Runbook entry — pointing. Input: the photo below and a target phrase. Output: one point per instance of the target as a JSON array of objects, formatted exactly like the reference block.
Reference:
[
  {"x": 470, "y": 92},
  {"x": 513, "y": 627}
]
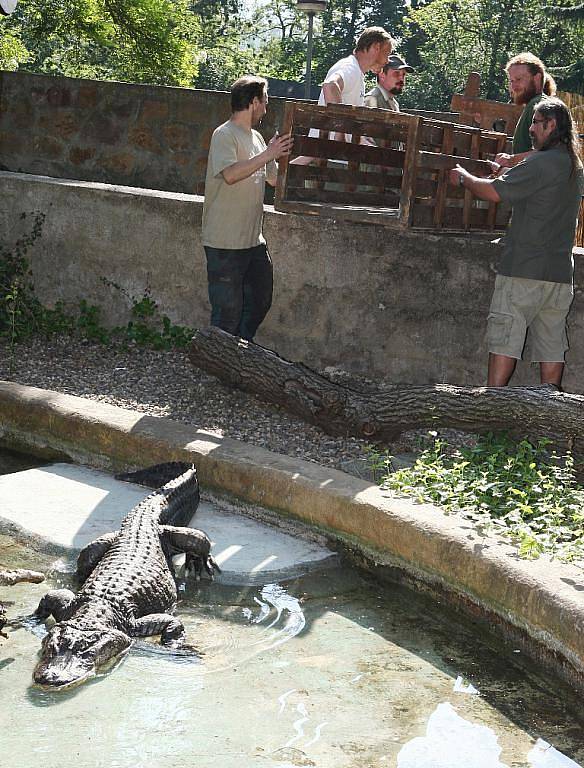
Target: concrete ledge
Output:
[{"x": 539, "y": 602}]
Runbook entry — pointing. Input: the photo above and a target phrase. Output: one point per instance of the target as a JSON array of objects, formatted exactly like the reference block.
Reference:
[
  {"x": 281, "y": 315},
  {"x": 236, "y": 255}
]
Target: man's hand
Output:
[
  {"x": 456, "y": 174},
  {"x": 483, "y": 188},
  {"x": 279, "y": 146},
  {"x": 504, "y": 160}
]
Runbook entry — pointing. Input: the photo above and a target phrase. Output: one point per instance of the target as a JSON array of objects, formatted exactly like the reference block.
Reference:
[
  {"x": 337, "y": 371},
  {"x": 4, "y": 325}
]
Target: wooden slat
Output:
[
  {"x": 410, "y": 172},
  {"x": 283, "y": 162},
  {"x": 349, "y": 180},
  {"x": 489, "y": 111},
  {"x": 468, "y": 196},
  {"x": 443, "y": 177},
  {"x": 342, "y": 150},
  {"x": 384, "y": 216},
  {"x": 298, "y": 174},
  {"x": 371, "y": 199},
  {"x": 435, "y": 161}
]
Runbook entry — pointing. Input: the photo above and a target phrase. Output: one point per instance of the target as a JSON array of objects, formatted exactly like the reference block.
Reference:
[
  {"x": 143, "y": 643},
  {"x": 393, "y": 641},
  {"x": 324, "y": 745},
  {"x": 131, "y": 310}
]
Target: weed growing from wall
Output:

* * *

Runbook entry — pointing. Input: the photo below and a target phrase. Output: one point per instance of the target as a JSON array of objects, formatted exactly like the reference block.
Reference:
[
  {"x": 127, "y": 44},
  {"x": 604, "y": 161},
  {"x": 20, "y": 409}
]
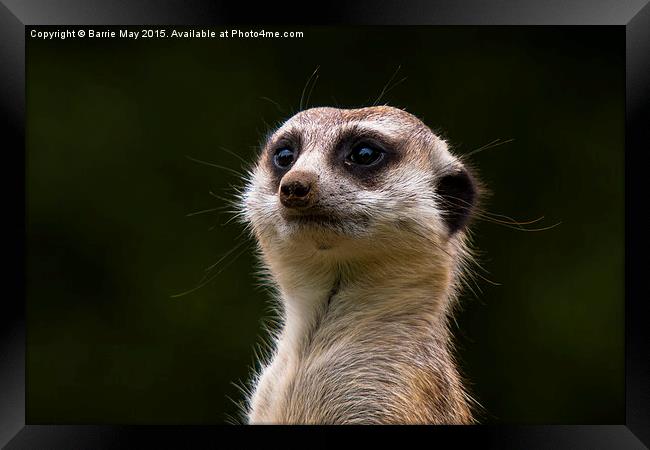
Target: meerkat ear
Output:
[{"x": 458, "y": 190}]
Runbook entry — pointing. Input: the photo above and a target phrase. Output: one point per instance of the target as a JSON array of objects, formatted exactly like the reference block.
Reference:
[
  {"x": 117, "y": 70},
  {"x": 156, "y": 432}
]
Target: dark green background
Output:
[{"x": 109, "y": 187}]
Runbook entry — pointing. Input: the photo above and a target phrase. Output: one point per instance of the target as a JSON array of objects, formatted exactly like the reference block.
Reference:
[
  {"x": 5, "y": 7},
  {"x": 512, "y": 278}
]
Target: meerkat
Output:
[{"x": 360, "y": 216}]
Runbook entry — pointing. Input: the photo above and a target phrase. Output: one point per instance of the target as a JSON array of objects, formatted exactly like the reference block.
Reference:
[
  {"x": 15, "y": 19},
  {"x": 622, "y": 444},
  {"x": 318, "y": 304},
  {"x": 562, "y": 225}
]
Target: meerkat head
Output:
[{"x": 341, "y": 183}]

Stated exercise: Which lines of the material above contain the word "meerkat"? Return each of those lines in full, and treat uppercase and lowercase as different.

Solution for this problem:
Target: meerkat ear
Target: meerkat
Target: meerkat head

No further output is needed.